[[ SOURCE INFORMATION open ]]

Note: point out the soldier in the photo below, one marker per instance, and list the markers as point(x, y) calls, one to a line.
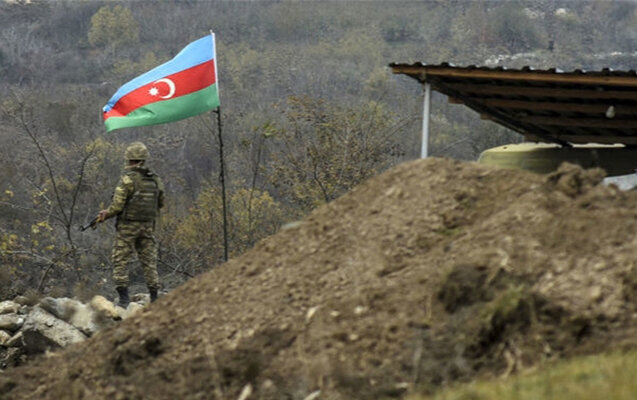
point(136, 202)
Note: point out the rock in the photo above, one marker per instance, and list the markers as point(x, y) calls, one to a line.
point(132, 309)
point(9, 307)
point(143, 298)
point(4, 338)
point(42, 331)
point(22, 300)
point(16, 340)
point(105, 308)
point(11, 322)
point(72, 311)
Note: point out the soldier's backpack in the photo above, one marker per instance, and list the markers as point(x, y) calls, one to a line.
point(143, 205)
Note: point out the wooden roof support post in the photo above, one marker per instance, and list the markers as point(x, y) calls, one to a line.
point(425, 122)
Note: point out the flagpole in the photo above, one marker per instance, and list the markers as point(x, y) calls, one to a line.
point(222, 179)
point(222, 174)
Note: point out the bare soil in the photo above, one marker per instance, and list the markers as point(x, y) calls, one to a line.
point(436, 271)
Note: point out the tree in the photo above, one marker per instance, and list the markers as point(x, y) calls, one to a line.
point(323, 150)
point(113, 27)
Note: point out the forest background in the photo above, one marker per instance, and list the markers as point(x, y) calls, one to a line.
point(309, 110)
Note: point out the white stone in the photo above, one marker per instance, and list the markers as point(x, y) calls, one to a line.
point(9, 307)
point(4, 338)
point(11, 322)
point(105, 307)
point(42, 331)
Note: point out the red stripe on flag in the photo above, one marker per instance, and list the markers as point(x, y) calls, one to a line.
point(187, 81)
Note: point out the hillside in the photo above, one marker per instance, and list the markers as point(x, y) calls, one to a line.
point(434, 272)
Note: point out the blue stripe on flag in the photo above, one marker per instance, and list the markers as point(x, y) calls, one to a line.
point(195, 53)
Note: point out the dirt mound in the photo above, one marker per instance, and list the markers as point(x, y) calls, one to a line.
point(433, 272)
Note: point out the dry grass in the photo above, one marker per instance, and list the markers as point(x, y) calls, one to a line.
point(608, 377)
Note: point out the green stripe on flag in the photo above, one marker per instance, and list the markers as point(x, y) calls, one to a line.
point(168, 110)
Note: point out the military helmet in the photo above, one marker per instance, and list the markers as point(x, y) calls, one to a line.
point(137, 151)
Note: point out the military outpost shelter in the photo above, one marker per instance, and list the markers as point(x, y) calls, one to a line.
point(585, 117)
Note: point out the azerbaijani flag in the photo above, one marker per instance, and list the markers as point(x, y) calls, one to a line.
point(180, 88)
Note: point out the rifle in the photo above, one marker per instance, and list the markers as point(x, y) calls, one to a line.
point(92, 224)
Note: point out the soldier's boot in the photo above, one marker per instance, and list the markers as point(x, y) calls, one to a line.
point(123, 296)
point(153, 294)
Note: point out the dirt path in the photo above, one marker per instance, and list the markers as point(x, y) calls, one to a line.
point(433, 272)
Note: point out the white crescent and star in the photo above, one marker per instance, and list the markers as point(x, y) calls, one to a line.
point(171, 88)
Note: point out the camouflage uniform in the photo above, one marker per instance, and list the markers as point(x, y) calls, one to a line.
point(136, 201)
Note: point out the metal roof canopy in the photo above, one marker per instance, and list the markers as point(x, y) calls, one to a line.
point(543, 105)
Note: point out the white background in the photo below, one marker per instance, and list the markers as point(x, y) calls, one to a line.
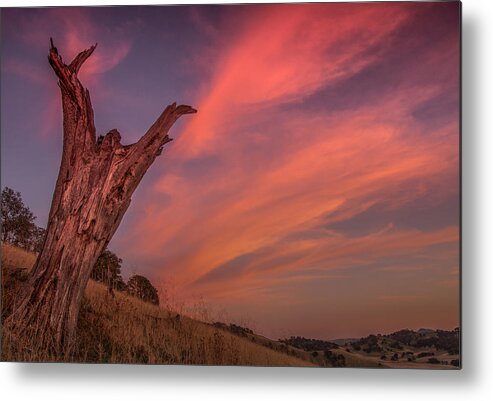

[[ SOURCE INFORMATION closed ]]

EXERCISE PROMPT: Nothing but the records above, retyped exactly and stripped of images, should appear in the answer.

WORKED SOLUTION:
Note: point out the soldier in the photo below, one marker per instance, and list the markers as point(x, y) calls, one to a line.
point(136, 202)
Note: point out the rock in the photo above, one marker per instance, and list the markers as point(x, y) calls, one to a line.
point(132, 309)
point(9, 307)
point(143, 298)
point(4, 338)
point(42, 331)
point(22, 300)
point(16, 340)
point(105, 308)
point(11, 322)
point(72, 311)
Note: point out the soldier's backpack in the photo above, one marker per instance, and list the markers as point(x, y) calls, one to a line.
point(143, 205)
Note: point out the wooden roof support post in the photo above, one marker per instance, and list the markers as point(x, y) calls, one to a line.
point(425, 122)
Note: point out the flagpole in the photo above, one marker per instance, and list the markers as point(x, y) calls, one to a line.
point(222, 179)
point(222, 174)
Note: point out the bare soil in the photo above, one marker per instance, and list the markers as point(x, y) calls, one to a line.
point(436, 271)
Note: point out the tree in the photo above, one marker per instance, and list the markers as point(x, y) calls, one to a line.
point(323, 150)
point(113, 27)
Note: point out the forest background in the photo above, one marker per instance, and list the markers as point(x, y) calls, one to a line.
point(309, 110)
Note: point out the white stone in the photo above, one marker per instance, and list the markers as point(x, y) calls, one to a line.
point(9, 307)
point(4, 338)
point(11, 322)
point(105, 307)
point(42, 331)
Note: point out the red stripe on flag in the photo above, one marker per instance, and list the markers as point(x, y) calls, one to a line.
point(187, 81)
Note: point out the hillside in the photo above, one marker per instance, and list the markers as point(x, y) calls, one to a line.
point(434, 272)
Note: point out the blue stripe on flag in the photo above, one marker per instance, and list the markers as point(x, y) calls, one to a line.
point(195, 53)
Note: point out the dirt mound in the photo above, one marker per instance, and list the markers as point(x, y) calls, one to a line.
point(433, 272)
Note: point out the dry grass in the photo above, one marker per instance, and list the markers as point(x, y) calls, one to a line.
point(608, 377)
Note: point out the green stripe on flag in the photo above, one marker per instance, and list the markers as point(x, y) calls, one to a line.
point(168, 110)
Note: point out the military helmet in the photo above, one marker per instance, and list the markers as point(x, y) calls, one to a line.
point(137, 151)
Note: point out the military outpost shelter in the photo above, one marker per instance, and list the markers as point(x, y) calls, one to a line.
point(585, 117)
Note: point out the azerbaijani flag in the photo above, one marker per instance, and list the markers as point(x, y) calls, one to a line.
point(180, 88)
Note: point out the rifle in the photo above, one marker per instance, and list the markers as point(x, y) calls, one to a line.
point(92, 224)
Note: point out the soldier's boot in the photo above, one marker per instance, and list the markers as point(x, y) calls, one to a line.
point(123, 296)
point(153, 294)
Note: point out the dirt path in the photo above, one marker per instance, and list the markers as point(x, y) calls, one to a line.
point(433, 272)
Note: point out the white crescent and star in the photo above, one marker per instance, and list the markers as point(x, y) calls, one to a line.
point(171, 88)
Note: point out the camouflage uniform in the photo above, one marker per instance, and list the markers as point(x, y) calls, one to a line.
point(136, 201)
Note: point out the metal roof canopy in the photo above, one marker per instance, and list the markers as point(x, y) calls, one to a line.
point(543, 105)
Note: point out the white background in the photo below, one marker per instance, and list the markers as point(x, y) calls, one to a line.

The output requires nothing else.